* **Teks Bacaan**:
Ada banyak diskusi dan perdebatan diantara para cedekiawan dan para professional dibidang media mengenai hakikat dari hubungan antara media dan ruang public (public sphere).[1] Televisi khususnya juga telah menjadi subyek diskusi terkait dengan isu - isu tentang hubungan antara media dan ruang public. Tulisan - tulisan dari Harrington,[2] Ratzke,[3] Lewis,[4] dan Rawnsley dan Ming[5] adalah beberapa contoh studi yang membahas tentang hubungan antara isu tersebut.
Namun demikian isu yang berkaitan dengan hubungan antara Negara dan televisi kurang mendapat perhatian dalam diskusi - diskusi mengenai media. Diskusi yang menyoroti hubungan antara televisi dan negara biasanya hanya merupakan sebuah bagian dari diskusi dengan tema yang lebih luas tentang hubungan media dan negara. Karya - karya Jamal,[6] Champlin dan Knoedler,[7] Moy et.al.,[8] Lynch et.al,[9] dan Jakobowicz[10] adalah contoh tulisan yang membahas subyek tersebut.
Tulisan ini mencoba untuk melihat hubungan antara televisi dengan Negara dan juga fungsi televisi sebagai public sphere di Indonesia. Pertama - tama bagian ini akan meneliti tentang hubungan antara TVRI dengan negara untuk memahami posisi media ini apakah mewakili suara pemerintah atau suara publik. Kemudian bagian ini juga akan meneliti lebih jauh tentang berbagai isu tentang televisi sebagai public sphere khususnya terkait dengan acara - acara TVRI.

* **Bahan yang Disediakan**:
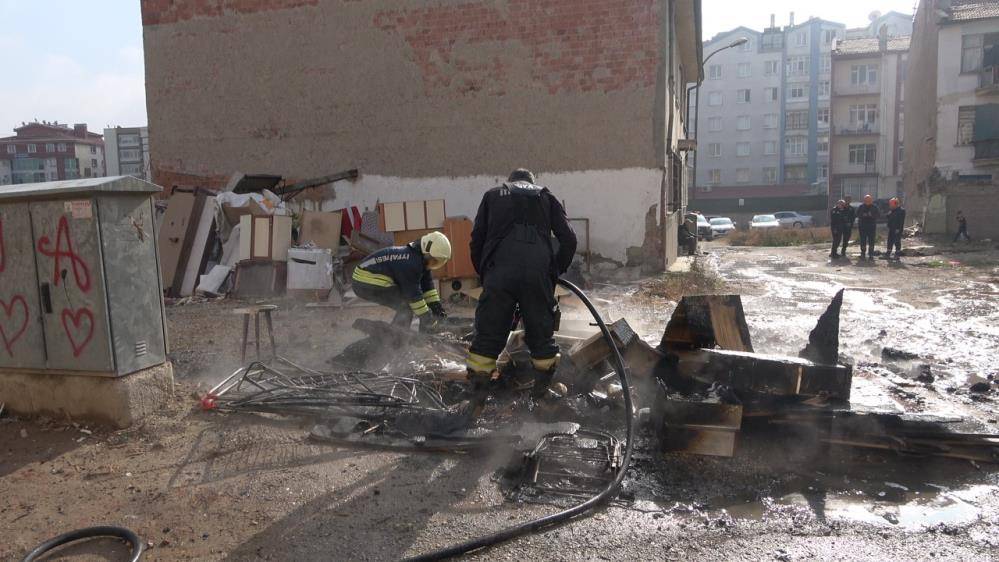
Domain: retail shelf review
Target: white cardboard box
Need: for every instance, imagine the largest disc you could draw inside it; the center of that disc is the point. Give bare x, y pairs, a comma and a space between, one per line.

* **Soal Latihan**:
**1.** Menurut teks bacaan, hubungan stasiun televisi mana dengan negara yang akan diteliti pertama-tama?
**2.** Sebutkan semua penulis yang tulisannya disebut dalam teks bacaan sebagai contoh studi tentang hubungan antara media dan ruang publik.
**3.** Tuliskan kembali bagian teks bacaan mulai dari "Namun demikian isu" hingga "membahas subyek tersebut.".

* **Kunci Jawaban**:
**1.** TVRI.

**2.** Harrington, Ratzke, Lewis, serta Rawnsley dan Ming.

**3.**
Namun demikian isu yang berkaitan dengan hubungan antara Negara dan televisi kurang mendapat perhatian dalam diskusi - diskusi mengenai media. Diskusi yang menyoroti hubungan antara televisi dan negara biasanya hanya merupakan sebuah bagian dari diskusi dengan tema yang lebih luas tentang hubungan media dan negara. Karya - karya Jamal,[6] Champlin dan Knoedler,[7] Moy et.al.,[8] Lynch et.al,[9] dan Jakobowicz[10] adalah contoh tulisan yang membahas subyek tersebut.